EXERCISE DESCRIPTION
Using the entries that follow, write out the line containing "Target: debris pile", the line containing "Target: cracked concrete ledge", and every line between them, exactly and nothing else.

DATA FOR THIS TASK

▬▬▬

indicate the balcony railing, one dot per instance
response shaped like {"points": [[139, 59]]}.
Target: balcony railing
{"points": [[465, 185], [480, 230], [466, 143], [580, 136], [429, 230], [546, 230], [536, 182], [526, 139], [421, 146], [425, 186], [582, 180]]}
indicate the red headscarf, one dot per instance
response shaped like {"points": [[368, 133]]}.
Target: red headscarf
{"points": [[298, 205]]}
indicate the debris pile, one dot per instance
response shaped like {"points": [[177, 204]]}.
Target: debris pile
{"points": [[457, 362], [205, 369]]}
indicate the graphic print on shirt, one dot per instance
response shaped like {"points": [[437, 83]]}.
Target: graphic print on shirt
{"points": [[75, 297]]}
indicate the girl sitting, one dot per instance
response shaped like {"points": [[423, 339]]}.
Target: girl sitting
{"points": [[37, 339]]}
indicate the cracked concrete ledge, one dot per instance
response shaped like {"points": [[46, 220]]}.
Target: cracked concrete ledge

▬▬▬

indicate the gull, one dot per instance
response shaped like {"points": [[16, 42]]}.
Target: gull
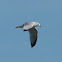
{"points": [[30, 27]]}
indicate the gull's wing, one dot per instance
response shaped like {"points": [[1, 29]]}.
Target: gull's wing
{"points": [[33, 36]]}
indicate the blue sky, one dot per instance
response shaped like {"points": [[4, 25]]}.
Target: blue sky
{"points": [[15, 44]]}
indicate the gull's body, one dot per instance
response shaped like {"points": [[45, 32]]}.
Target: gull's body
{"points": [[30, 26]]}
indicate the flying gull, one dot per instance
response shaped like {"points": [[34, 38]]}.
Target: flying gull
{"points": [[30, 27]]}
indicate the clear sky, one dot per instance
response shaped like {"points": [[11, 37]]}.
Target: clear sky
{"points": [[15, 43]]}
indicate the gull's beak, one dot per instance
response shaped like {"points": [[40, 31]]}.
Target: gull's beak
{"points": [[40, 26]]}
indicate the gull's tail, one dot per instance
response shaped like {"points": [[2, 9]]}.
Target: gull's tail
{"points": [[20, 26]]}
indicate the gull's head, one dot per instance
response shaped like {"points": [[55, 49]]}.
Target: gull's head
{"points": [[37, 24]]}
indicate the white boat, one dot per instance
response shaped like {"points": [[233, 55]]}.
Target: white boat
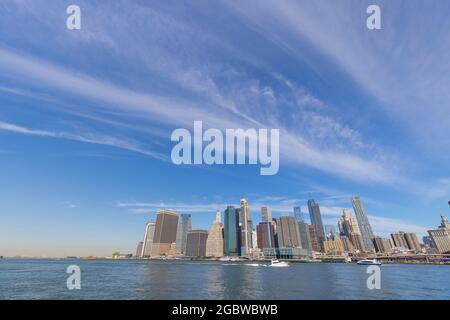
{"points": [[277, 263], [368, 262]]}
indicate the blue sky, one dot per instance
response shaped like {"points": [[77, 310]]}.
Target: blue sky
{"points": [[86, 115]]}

▬▬▬

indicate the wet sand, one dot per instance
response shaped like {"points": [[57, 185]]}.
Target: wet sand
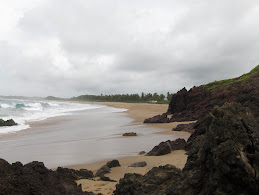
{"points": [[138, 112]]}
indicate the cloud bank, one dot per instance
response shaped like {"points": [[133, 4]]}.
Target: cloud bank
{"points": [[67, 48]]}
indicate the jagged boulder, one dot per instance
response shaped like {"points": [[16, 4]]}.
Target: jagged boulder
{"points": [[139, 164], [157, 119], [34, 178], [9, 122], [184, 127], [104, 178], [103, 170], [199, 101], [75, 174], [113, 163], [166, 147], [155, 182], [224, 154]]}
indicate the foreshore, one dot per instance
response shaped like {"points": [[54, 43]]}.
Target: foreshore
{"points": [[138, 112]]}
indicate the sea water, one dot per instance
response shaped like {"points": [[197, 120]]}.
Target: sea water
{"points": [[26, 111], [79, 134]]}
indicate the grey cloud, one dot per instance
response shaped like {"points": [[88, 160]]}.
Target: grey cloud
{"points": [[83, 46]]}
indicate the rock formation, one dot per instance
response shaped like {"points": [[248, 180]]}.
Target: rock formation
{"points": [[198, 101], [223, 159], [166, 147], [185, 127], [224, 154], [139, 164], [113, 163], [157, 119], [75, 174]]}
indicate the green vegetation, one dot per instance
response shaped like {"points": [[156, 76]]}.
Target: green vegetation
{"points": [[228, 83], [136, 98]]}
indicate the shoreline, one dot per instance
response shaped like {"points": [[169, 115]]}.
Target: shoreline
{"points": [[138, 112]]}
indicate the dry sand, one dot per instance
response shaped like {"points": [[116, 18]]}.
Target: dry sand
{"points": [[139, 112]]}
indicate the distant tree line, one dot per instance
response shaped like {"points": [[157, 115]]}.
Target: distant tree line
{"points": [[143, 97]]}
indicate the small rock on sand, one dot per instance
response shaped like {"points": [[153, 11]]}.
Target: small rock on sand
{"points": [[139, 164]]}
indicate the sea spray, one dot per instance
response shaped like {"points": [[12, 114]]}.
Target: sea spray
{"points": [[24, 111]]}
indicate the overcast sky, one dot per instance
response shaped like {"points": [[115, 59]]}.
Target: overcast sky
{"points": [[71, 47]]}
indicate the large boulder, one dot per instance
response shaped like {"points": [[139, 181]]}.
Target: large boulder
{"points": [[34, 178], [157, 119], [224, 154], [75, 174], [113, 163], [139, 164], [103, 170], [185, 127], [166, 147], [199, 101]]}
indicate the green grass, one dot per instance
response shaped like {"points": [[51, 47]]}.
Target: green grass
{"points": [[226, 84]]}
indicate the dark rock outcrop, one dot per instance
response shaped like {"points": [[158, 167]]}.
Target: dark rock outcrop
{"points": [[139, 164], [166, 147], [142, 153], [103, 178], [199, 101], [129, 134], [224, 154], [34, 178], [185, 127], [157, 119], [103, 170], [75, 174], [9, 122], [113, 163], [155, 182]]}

▬▬▬

EXERCISE OUTPUT
Target: debris pile
{"points": [[457, 362], [205, 369]]}
indicate the graphic print on shirt, one dot per instance
response shaped like {"points": [[437, 83]]}.
Target: graphic print on shirt
{"points": [[75, 297]]}
indicate the girl sitting, one dot per instance
response shaped like {"points": [[423, 339]]}.
Target: girl sitting
{"points": [[37, 339]]}
indicate the cracked concrete ledge, one dot per instance
response shaped like {"points": [[46, 220]]}.
Target: cracked concrete ledge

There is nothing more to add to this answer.